__EXERCISE DETAILS__.
Look through the entries and count each line that includes the string "lapel". Reply with the number alone.

__DATA IN THIS EXERCISE__.
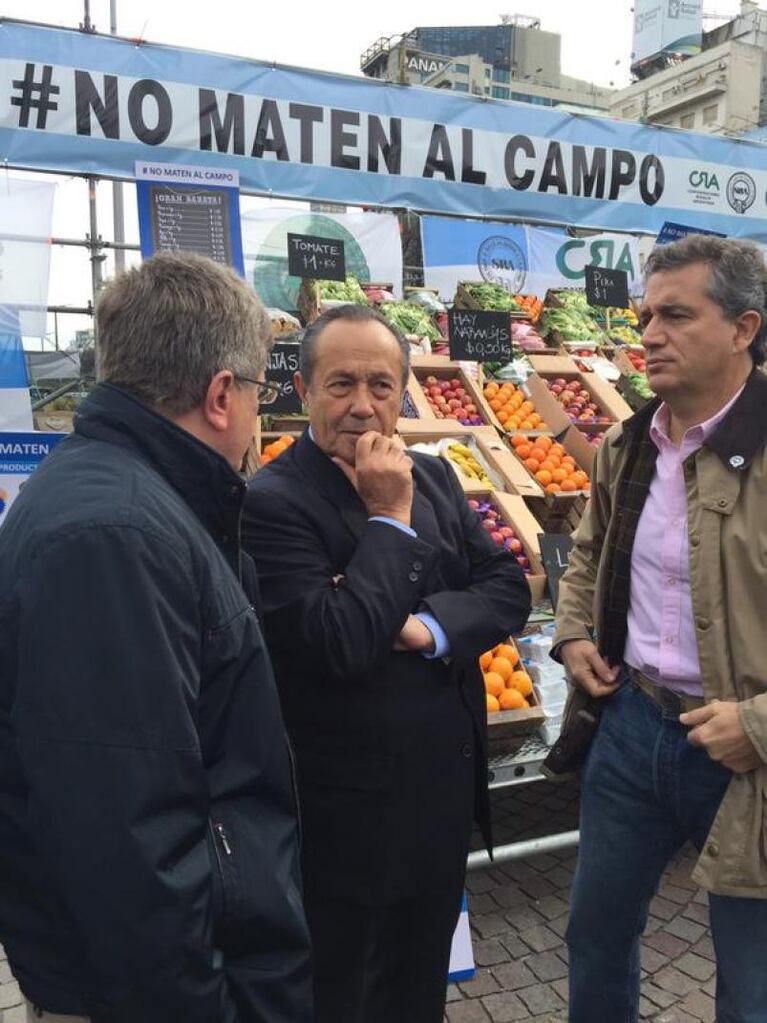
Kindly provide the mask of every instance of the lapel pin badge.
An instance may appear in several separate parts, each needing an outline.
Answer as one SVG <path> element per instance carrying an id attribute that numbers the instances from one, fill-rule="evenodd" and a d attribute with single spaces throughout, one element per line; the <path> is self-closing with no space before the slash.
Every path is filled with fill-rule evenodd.
<path id="1" fill-rule="evenodd" d="M 745 464 L 745 461 L 746 460 L 743 457 L 743 455 L 733 455 L 732 458 L 730 459 L 730 465 L 733 467 L 733 469 L 740 469 L 741 465 Z"/>

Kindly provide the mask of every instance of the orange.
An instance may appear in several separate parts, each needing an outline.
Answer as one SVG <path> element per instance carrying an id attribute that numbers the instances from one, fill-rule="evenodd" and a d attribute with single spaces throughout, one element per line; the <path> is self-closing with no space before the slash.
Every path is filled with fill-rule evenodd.
<path id="1" fill-rule="evenodd" d="M 572 494 L 573 491 L 578 490 L 578 484 L 575 482 L 574 479 L 569 478 L 566 480 L 562 480 L 562 482 L 560 483 L 560 488 L 563 494 Z"/>
<path id="2" fill-rule="evenodd" d="M 512 664 L 519 663 L 519 654 L 510 643 L 499 643 L 497 647 L 493 649 L 493 654 L 496 657 L 505 657 L 507 661 L 511 661 Z"/>
<path id="3" fill-rule="evenodd" d="M 554 469 L 554 471 L 551 474 L 551 478 L 552 478 L 552 480 L 555 483 L 561 483 L 562 480 L 566 480 L 567 479 L 567 470 L 566 469 Z"/>
<path id="4" fill-rule="evenodd" d="M 500 398 L 493 398 L 490 401 L 490 408 L 493 410 L 493 412 L 500 412 L 501 409 L 503 408 L 503 402 L 501 401 Z"/>
<path id="5" fill-rule="evenodd" d="M 532 430 L 533 424 L 530 422 L 529 419 L 523 419 L 522 422 L 519 424 L 519 428 L 521 430 Z"/>
<path id="6" fill-rule="evenodd" d="M 529 696 L 533 691 L 533 682 L 526 671 L 514 671 L 508 681 L 510 689 L 516 689 L 523 696 Z"/>
<path id="7" fill-rule="evenodd" d="M 490 662 L 489 674 L 495 673 L 501 676 L 501 679 L 505 682 L 511 673 L 514 671 L 514 665 L 511 661 L 505 657 L 494 657 Z M 487 676 L 485 676 L 487 677 Z"/>
<path id="8" fill-rule="evenodd" d="M 525 706 L 525 698 L 517 689 L 504 689 L 498 703 L 501 710 L 521 710 Z"/>
<path id="9" fill-rule="evenodd" d="M 491 380 L 489 384 L 485 384 L 485 397 L 494 398 L 500 391 L 500 387 L 494 380 Z"/>
<path id="10" fill-rule="evenodd" d="M 554 465 L 550 458 L 544 458 L 541 462 L 541 469 L 545 469 L 547 472 L 553 472 L 556 469 L 556 465 Z"/>
<path id="11" fill-rule="evenodd" d="M 537 418 L 538 420 L 540 420 L 541 417 L 537 416 Z M 544 451 L 549 451 L 552 445 L 554 444 L 554 441 L 551 439 L 551 437 L 538 437 L 535 443 L 539 448 L 543 448 Z"/>
<path id="12" fill-rule="evenodd" d="M 521 458 L 522 461 L 524 462 L 524 460 L 526 458 L 530 457 L 530 452 L 533 449 L 532 449 L 532 446 L 530 444 L 528 444 L 527 437 L 525 437 L 525 435 L 523 433 L 518 433 L 517 437 L 521 438 L 522 443 L 521 444 L 514 444 L 513 440 L 512 440 L 511 443 L 514 444 L 514 447 L 516 448 L 517 456 L 519 458 Z"/>
<path id="13" fill-rule="evenodd" d="M 526 458 L 524 464 L 525 468 L 529 470 L 529 472 L 538 472 L 541 463 L 537 458 Z"/>
<path id="14" fill-rule="evenodd" d="M 515 433 L 514 436 L 511 438 L 511 446 L 513 448 L 518 448 L 520 446 L 520 444 L 525 444 L 525 443 L 526 443 L 526 437 L 524 436 L 524 434 Z"/>
<path id="15" fill-rule="evenodd" d="M 549 483 L 549 485 L 546 487 L 546 493 L 558 494 L 561 489 L 562 489 L 561 483 Z"/>
<path id="16" fill-rule="evenodd" d="M 503 679 L 500 675 L 497 675 L 494 671 L 488 671 L 484 676 L 485 679 L 485 692 L 490 693 L 491 696 L 500 696 L 506 688 Z"/>
<path id="17" fill-rule="evenodd" d="M 531 458 L 537 458 L 539 462 L 543 462 L 546 458 L 546 452 L 543 448 L 538 447 L 537 444 L 533 445 L 533 450 L 530 452 Z"/>
<path id="18" fill-rule="evenodd" d="M 562 457 L 563 457 L 564 455 L 566 455 L 566 454 L 567 454 L 567 452 L 565 451 L 565 449 L 564 449 L 564 448 L 562 447 L 562 445 L 561 445 L 561 444 L 559 444 L 559 443 L 557 443 L 557 444 L 552 444 L 552 445 L 551 445 L 551 448 L 550 448 L 549 450 L 551 451 L 552 455 L 559 455 L 559 457 L 560 457 L 560 458 L 562 458 Z M 569 456 L 569 455 L 567 455 L 567 457 L 569 458 L 570 456 Z"/>
<path id="19" fill-rule="evenodd" d="M 482 654 L 482 656 L 479 659 L 480 668 L 483 671 L 487 671 L 487 669 L 490 667 L 490 662 L 492 661 L 492 659 L 493 659 L 492 650 L 488 650 L 487 653 Z"/>
<path id="20" fill-rule="evenodd" d="M 530 427 L 530 429 L 531 429 L 531 430 L 534 430 L 534 429 L 536 428 L 536 426 L 537 426 L 537 425 L 538 425 L 538 424 L 540 423 L 540 421 L 541 421 L 541 417 L 540 417 L 540 416 L 538 415 L 538 413 L 537 413 L 537 412 L 531 412 L 531 413 L 530 413 L 530 415 L 528 416 L 528 419 L 529 419 L 529 420 L 530 420 L 530 422 L 531 422 L 531 423 L 533 424 L 533 425 L 532 425 L 532 426 Z"/>
<path id="21" fill-rule="evenodd" d="M 504 692 L 506 692 L 505 689 Z M 485 702 L 487 704 L 488 714 L 497 714 L 501 709 L 501 705 L 498 703 L 498 700 L 494 696 L 491 696 L 490 693 L 485 693 Z"/>
<path id="22" fill-rule="evenodd" d="M 551 473 L 548 469 L 539 469 L 535 474 L 535 478 L 539 483 L 542 483 L 544 487 L 551 483 Z"/>

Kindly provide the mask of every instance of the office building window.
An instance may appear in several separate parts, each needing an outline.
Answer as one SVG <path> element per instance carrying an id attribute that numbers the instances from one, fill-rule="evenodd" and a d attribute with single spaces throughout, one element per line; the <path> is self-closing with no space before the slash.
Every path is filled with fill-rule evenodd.
<path id="1" fill-rule="evenodd" d="M 453 88 L 456 92 L 468 92 L 469 86 L 466 82 L 453 82 Z"/>
<path id="2" fill-rule="evenodd" d="M 679 118 L 679 125 L 682 128 L 694 128 L 695 114 L 682 114 L 682 116 Z"/>
<path id="3" fill-rule="evenodd" d="M 500 67 L 493 68 L 493 81 L 494 82 L 506 82 L 506 84 L 508 85 L 510 80 L 511 80 L 511 73 L 509 71 L 505 71 L 503 68 L 500 68 Z"/>
<path id="4" fill-rule="evenodd" d="M 532 99 L 532 96 L 530 96 L 529 93 L 526 92 L 512 92 L 511 98 L 516 100 L 517 103 L 529 103 L 530 100 Z"/>
<path id="5" fill-rule="evenodd" d="M 453 67 L 455 68 L 455 73 L 457 75 L 468 75 L 469 73 L 468 64 L 453 64 Z"/>
<path id="6" fill-rule="evenodd" d="M 508 99 L 509 90 L 505 89 L 502 85 L 493 86 L 493 99 Z"/>
<path id="7" fill-rule="evenodd" d="M 704 124 L 716 124 L 716 119 L 719 115 L 719 104 L 712 103 L 709 107 L 703 107 L 703 123 Z"/>

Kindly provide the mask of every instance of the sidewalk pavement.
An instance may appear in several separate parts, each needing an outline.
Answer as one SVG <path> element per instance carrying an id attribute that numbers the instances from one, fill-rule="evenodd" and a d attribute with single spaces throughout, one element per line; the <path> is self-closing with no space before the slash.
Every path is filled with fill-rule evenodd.
<path id="1" fill-rule="evenodd" d="M 577 827 L 577 784 L 519 785 L 492 794 L 496 844 Z M 467 878 L 477 973 L 451 985 L 448 1023 L 564 1023 L 564 933 L 576 850 L 472 872 Z M 671 864 L 642 945 L 643 1020 L 713 1023 L 714 952 L 693 854 Z M 21 995 L 0 948 L 0 1023 L 23 1023 Z M 392 1021 L 396 1023 L 396 1021 Z"/>
<path id="2" fill-rule="evenodd" d="M 493 795 L 496 844 L 577 827 L 577 786 L 540 782 Z M 532 823 L 531 823 L 532 821 Z M 577 850 L 544 853 L 470 873 L 477 973 L 450 985 L 448 1023 L 566 1023 L 567 927 Z M 690 881 L 695 856 L 671 863 L 642 939 L 640 1017 L 713 1023 L 714 951 L 708 901 Z"/>

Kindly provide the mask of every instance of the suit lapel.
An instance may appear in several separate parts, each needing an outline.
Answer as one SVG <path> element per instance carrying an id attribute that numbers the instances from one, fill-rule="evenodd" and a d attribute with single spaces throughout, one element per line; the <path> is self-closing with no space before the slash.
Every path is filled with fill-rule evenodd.
<path id="1" fill-rule="evenodd" d="M 294 450 L 296 465 L 301 473 L 338 509 L 341 519 L 352 534 L 360 537 L 368 515 L 346 476 L 317 447 L 308 430 L 303 432 Z"/>

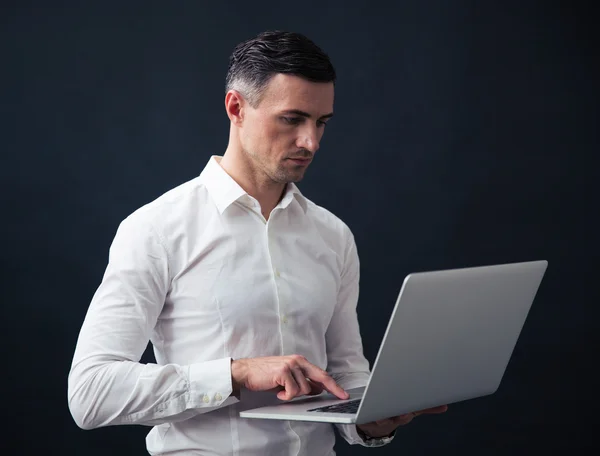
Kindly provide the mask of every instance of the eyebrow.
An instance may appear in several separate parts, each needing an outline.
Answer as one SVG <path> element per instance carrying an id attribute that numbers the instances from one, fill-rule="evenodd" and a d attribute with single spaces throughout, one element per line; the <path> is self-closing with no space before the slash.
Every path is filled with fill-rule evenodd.
<path id="1" fill-rule="evenodd" d="M 296 114 L 298 116 L 302 116 L 302 117 L 306 117 L 306 118 L 311 118 L 312 116 L 304 111 L 300 111 L 299 109 L 287 109 L 285 111 L 282 112 L 282 114 Z M 325 114 L 324 116 L 319 117 L 319 119 L 329 119 L 333 117 L 333 113 L 330 112 L 329 114 Z"/>

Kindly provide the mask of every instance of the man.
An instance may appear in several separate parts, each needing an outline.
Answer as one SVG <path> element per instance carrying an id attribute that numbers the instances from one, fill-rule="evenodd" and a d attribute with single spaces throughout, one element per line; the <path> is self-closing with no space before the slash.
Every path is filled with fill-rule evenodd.
<path id="1" fill-rule="evenodd" d="M 334 81 L 302 35 L 235 48 L 224 155 L 117 230 L 69 375 L 80 427 L 154 426 L 154 455 L 334 454 L 330 424 L 239 418 L 323 390 L 344 399 L 368 380 L 353 236 L 294 184 L 333 116 Z M 139 363 L 148 340 L 157 364 Z M 338 429 L 380 446 L 414 415 Z"/>

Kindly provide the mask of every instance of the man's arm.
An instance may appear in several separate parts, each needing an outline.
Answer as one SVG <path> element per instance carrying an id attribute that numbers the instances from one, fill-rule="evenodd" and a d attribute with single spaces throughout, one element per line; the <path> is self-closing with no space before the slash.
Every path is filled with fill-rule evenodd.
<path id="1" fill-rule="evenodd" d="M 81 428 L 180 421 L 238 401 L 231 395 L 230 358 L 139 363 L 169 286 L 164 243 L 134 214 L 117 230 L 69 373 L 69 409 Z"/>
<path id="2" fill-rule="evenodd" d="M 354 237 L 348 230 L 344 268 L 333 316 L 325 334 L 327 372 L 344 389 L 366 386 L 369 363 L 363 355 L 356 306 L 358 302 L 359 260 Z"/>
<path id="3" fill-rule="evenodd" d="M 337 307 L 326 334 L 327 370 L 345 389 L 365 386 L 369 378 L 369 366 L 363 355 L 356 315 L 359 269 L 356 244 L 352 234 L 349 234 Z M 414 417 L 444 413 L 447 409 L 446 405 L 441 405 L 360 426 L 353 424 L 336 426 L 350 444 L 382 446 L 392 441 L 399 426 L 410 423 Z"/>
<path id="4" fill-rule="evenodd" d="M 338 302 L 325 335 L 327 344 L 327 372 L 345 390 L 366 386 L 369 381 L 369 363 L 363 354 L 362 340 L 356 314 L 358 303 L 360 264 L 356 243 L 347 230 L 344 269 L 338 293 Z M 336 425 L 350 444 L 380 446 L 388 440 L 368 440 L 359 434 L 355 425 Z"/>

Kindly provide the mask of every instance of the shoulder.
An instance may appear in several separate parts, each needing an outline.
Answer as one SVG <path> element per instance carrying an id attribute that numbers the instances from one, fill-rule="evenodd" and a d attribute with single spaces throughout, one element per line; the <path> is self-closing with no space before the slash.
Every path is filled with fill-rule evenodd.
<path id="1" fill-rule="evenodd" d="M 350 227 L 330 210 L 306 198 L 306 215 L 311 218 L 323 239 L 334 250 L 342 253 L 354 244 Z"/>
<path id="2" fill-rule="evenodd" d="M 140 235 L 153 232 L 159 237 L 177 231 L 190 214 L 201 215 L 207 206 L 208 192 L 200 177 L 184 182 L 130 213 L 119 229 L 137 231 Z"/>

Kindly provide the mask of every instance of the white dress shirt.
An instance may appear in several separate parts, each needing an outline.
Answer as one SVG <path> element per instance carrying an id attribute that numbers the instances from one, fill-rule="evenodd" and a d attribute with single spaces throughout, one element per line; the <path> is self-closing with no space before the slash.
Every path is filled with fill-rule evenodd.
<path id="1" fill-rule="evenodd" d="M 300 354 L 343 388 L 366 385 L 354 238 L 294 184 L 266 221 L 219 160 L 120 224 L 75 349 L 71 413 L 83 429 L 153 426 L 152 455 L 333 455 L 330 424 L 240 418 L 281 401 L 236 398 L 231 360 Z M 157 364 L 139 363 L 148 340 Z"/>

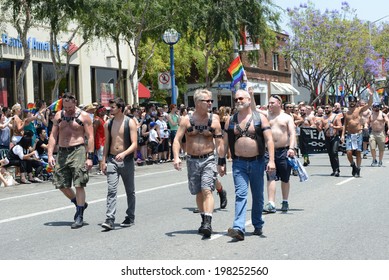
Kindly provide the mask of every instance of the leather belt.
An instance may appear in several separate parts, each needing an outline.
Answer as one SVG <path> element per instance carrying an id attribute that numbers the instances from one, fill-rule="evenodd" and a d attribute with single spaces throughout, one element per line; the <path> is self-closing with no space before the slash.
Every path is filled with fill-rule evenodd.
<path id="1" fill-rule="evenodd" d="M 193 158 L 193 159 L 202 159 L 202 158 L 208 158 L 210 156 L 213 156 L 213 152 L 205 155 L 199 155 L 199 156 L 193 156 L 193 155 L 187 155 L 188 158 Z"/>
<path id="2" fill-rule="evenodd" d="M 81 146 L 84 146 L 84 144 L 78 144 L 78 145 L 70 146 L 70 147 L 59 147 L 58 149 L 59 149 L 60 151 L 68 151 L 68 152 L 71 152 L 71 151 L 77 150 L 77 149 L 80 148 Z"/>

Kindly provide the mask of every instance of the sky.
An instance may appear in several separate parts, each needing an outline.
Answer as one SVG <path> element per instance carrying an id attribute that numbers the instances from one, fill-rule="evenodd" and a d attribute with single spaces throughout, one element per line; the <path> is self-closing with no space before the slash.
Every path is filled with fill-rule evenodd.
<path id="1" fill-rule="evenodd" d="M 282 9 L 294 8 L 300 6 L 301 3 L 307 3 L 308 0 L 273 0 L 273 3 L 280 6 Z M 356 14 L 359 19 L 374 22 L 382 17 L 388 16 L 382 19 L 383 22 L 389 22 L 389 5 L 387 0 L 311 0 L 314 3 L 315 8 L 324 12 L 329 10 L 340 10 L 342 2 L 347 2 L 352 9 L 356 10 Z M 280 23 L 281 27 L 288 31 L 286 24 L 288 22 L 287 16 L 282 15 L 283 22 Z M 289 33 L 289 32 L 288 32 Z"/>

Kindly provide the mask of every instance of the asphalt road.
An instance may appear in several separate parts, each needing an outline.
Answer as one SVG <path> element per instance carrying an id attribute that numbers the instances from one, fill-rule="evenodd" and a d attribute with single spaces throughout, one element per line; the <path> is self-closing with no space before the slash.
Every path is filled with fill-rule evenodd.
<path id="1" fill-rule="evenodd" d="M 363 160 L 360 178 L 351 176 L 345 156 L 341 176 L 331 177 L 328 157 L 311 155 L 309 181 L 291 177 L 290 210 L 264 216 L 264 235 L 242 242 L 226 236 L 234 217 L 231 173 L 221 179 L 228 206 L 215 195 L 214 234 L 197 234 L 199 214 L 187 187 L 186 168 L 172 163 L 136 168 L 135 226 L 120 228 L 125 215 L 119 188 L 116 229 L 105 220 L 106 181 L 91 175 L 85 226 L 71 229 L 75 207 L 50 182 L 0 189 L 1 260 L 388 260 L 388 151 L 383 167 Z M 229 163 L 228 170 L 231 171 Z M 266 197 L 266 194 L 265 194 Z M 278 184 L 277 199 L 281 202 Z M 266 199 L 265 199 L 266 200 Z M 251 202 L 249 202 L 249 205 Z M 280 207 L 280 204 L 277 205 Z"/>

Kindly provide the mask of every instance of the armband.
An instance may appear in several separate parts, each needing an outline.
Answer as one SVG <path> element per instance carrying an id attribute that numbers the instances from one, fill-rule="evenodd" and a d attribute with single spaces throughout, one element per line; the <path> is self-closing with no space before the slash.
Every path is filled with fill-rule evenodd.
<path id="1" fill-rule="evenodd" d="M 262 128 L 262 131 L 265 131 L 265 130 L 268 130 L 268 129 L 271 129 L 270 126 L 265 126 L 264 128 Z"/>
<path id="2" fill-rule="evenodd" d="M 217 159 L 217 165 L 225 165 L 225 164 L 226 164 L 226 158 Z"/>
<path id="3" fill-rule="evenodd" d="M 88 157 L 87 159 L 93 160 L 94 153 L 88 152 Z"/>
<path id="4" fill-rule="evenodd" d="M 214 134 L 213 138 L 223 138 L 223 134 Z"/>

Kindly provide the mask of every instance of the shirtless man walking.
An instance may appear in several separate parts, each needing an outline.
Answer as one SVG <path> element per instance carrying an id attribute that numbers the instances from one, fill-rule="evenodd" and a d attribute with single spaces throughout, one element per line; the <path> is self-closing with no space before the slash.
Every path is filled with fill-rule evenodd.
<path id="1" fill-rule="evenodd" d="M 196 90 L 194 96 L 195 111 L 181 119 L 173 142 L 174 168 L 181 170 L 179 157 L 182 138 L 186 137 L 187 170 L 189 191 L 196 195 L 197 207 L 202 218 L 199 233 L 208 238 L 212 234 L 212 213 L 215 190 L 216 158 L 215 145 L 219 156 L 224 156 L 223 136 L 219 116 L 210 114 L 212 93 L 206 89 Z M 222 167 L 226 159 L 219 157 L 218 171 L 222 176 Z"/>
<path id="2" fill-rule="evenodd" d="M 389 127 L 389 118 L 380 110 L 381 105 L 379 103 L 373 104 L 373 111 L 369 117 L 368 123 L 371 128 L 370 133 L 370 150 L 373 161 L 371 166 L 382 166 L 382 158 L 385 152 L 385 123 Z M 389 133 L 389 130 L 388 130 Z M 378 146 L 378 162 L 377 162 L 377 149 Z"/>
<path id="3" fill-rule="evenodd" d="M 137 150 L 137 125 L 133 118 L 124 115 L 126 104 L 120 97 L 109 100 L 112 119 L 104 124 L 105 144 L 102 171 L 107 175 L 108 194 L 106 220 L 101 224 L 106 230 L 115 228 L 115 214 L 119 176 L 127 196 L 127 210 L 121 227 L 130 227 L 135 222 L 134 152 Z"/>
<path id="4" fill-rule="evenodd" d="M 338 149 L 340 137 L 338 131 L 341 131 L 343 126 L 340 118 L 338 118 L 338 115 L 333 113 L 331 104 L 325 105 L 324 113 L 324 117 L 321 118 L 316 127 L 319 131 L 324 130 L 325 145 L 332 167 L 331 176 L 339 177 L 340 169 Z"/>
<path id="5" fill-rule="evenodd" d="M 293 118 L 282 112 L 281 97 L 272 95 L 269 99 L 268 119 L 274 141 L 276 171 L 267 172 L 267 195 L 269 202 L 265 205 L 264 211 L 275 213 L 276 181 L 281 180 L 282 191 L 282 212 L 289 210 L 289 189 L 290 189 L 290 171 L 287 157 L 295 156 L 296 129 Z M 268 151 L 270 152 L 270 151 Z M 267 159 L 271 158 L 267 153 Z"/>
<path id="6" fill-rule="evenodd" d="M 361 123 L 361 119 L 363 112 L 368 110 L 373 103 L 373 91 L 369 89 L 369 101 L 362 107 L 357 107 L 357 98 L 353 95 L 348 97 L 348 102 L 349 107 L 347 113 L 344 114 L 344 126 L 340 141 L 346 141 L 347 159 L 352 168 L 351 174 L 355 177 L 359 177 L 361 172 L 361 152 L 363 141 L 363 125 Z M 353 158 L 353 151 L 355 151 L 356 155 L 356 164 Z"/>
<path id="7" fill-rule="evenodd" d="M 88 171 L 93 166 L 93 126 L 89 114 L 76 107 L 73 94 L 65 93 L 62 102 L 63 109 L 53 119 L 47 155 L 48 163 L 54 169 L 54 186 L 77 207 L 75 222 L 71 225 L 72 229 L 77 229 L 84 225 L 84 210 L 88 206 L 84 188 L 89 181 Z M 85 138 L 88 139 L 87 149 Z M 57 160 L 53 157 L 56 144 L 59 145 Z M 72 181 L 76 193 L 71 188 Z"/>

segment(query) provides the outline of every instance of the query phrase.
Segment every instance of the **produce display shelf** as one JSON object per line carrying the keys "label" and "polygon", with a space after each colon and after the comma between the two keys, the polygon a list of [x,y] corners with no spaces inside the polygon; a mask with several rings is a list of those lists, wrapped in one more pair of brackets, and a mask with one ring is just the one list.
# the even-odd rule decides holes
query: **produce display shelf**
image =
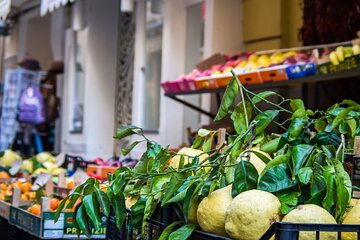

__EXERCISE RESPONSE__.
2